(Stored records)
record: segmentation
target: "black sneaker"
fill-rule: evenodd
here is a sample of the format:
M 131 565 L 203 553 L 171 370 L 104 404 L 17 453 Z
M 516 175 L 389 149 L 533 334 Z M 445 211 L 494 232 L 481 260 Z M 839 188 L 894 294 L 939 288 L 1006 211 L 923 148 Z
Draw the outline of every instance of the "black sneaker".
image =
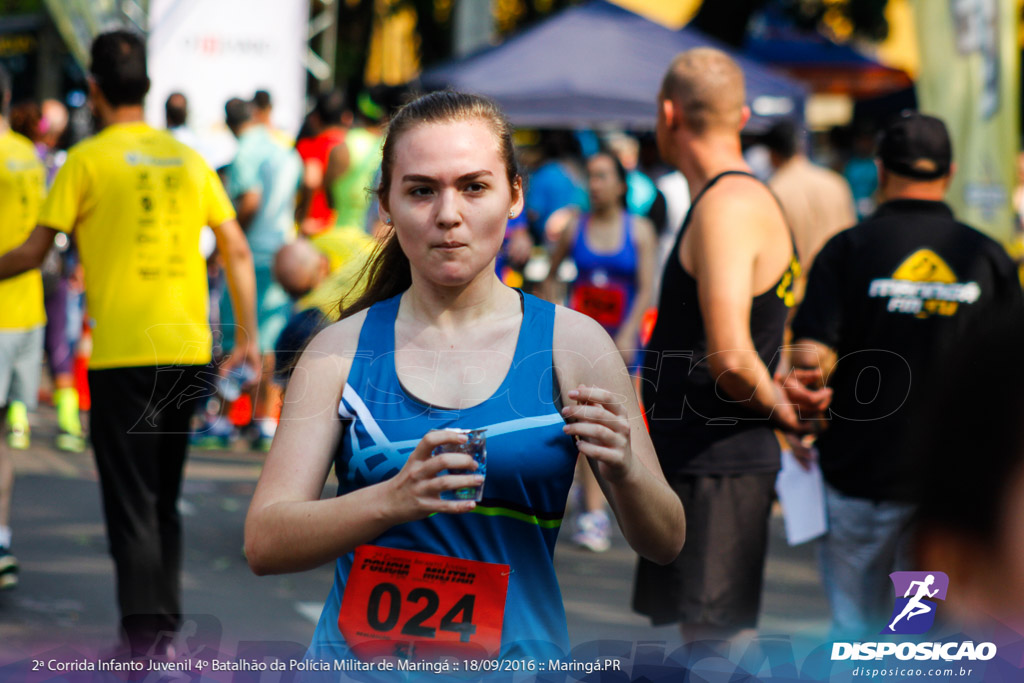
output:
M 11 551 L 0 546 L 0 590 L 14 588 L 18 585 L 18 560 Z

--

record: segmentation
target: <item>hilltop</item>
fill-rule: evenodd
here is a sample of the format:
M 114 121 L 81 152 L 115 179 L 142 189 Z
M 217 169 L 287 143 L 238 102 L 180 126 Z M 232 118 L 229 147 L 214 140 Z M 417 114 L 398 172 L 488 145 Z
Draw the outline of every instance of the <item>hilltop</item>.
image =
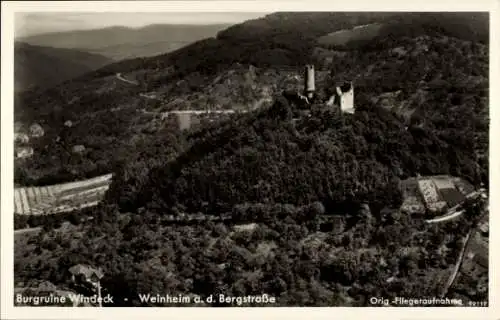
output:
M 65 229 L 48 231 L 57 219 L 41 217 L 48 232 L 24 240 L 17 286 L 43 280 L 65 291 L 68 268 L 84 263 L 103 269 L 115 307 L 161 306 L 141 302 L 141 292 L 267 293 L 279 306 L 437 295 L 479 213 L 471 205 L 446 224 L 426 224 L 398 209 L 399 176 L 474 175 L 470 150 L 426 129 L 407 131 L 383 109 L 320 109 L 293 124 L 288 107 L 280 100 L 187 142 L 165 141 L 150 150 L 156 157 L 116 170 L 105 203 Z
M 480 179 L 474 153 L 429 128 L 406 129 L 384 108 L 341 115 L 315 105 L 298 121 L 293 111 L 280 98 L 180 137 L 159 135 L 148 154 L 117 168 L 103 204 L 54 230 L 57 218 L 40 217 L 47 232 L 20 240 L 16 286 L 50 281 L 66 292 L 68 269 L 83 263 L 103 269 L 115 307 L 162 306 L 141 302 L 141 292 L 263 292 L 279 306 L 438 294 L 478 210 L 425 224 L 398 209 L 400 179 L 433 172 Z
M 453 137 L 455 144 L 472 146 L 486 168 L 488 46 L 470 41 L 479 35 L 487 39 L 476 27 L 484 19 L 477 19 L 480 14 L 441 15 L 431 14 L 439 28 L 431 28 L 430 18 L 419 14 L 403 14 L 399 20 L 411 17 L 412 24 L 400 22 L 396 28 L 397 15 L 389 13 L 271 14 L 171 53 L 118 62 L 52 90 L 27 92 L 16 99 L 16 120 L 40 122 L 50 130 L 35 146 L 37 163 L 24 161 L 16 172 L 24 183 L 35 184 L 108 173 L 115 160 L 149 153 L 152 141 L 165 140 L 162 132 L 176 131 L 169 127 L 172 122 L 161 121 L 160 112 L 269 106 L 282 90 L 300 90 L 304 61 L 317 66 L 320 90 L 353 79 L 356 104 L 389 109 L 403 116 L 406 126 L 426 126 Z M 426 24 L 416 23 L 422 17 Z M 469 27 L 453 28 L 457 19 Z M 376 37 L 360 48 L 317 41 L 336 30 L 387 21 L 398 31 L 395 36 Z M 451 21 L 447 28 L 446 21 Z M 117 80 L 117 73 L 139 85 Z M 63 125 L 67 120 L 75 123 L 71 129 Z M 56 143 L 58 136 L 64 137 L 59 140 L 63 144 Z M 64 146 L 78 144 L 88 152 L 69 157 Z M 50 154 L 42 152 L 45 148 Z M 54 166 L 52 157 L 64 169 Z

• **How to complete this task**
Go through the entries above and pull out each line with "instance" in it.

• **Reply**
Draw the outline of every instance of the "black sneaker".
Draw the outline of every instance of the <item>hilltop</item>.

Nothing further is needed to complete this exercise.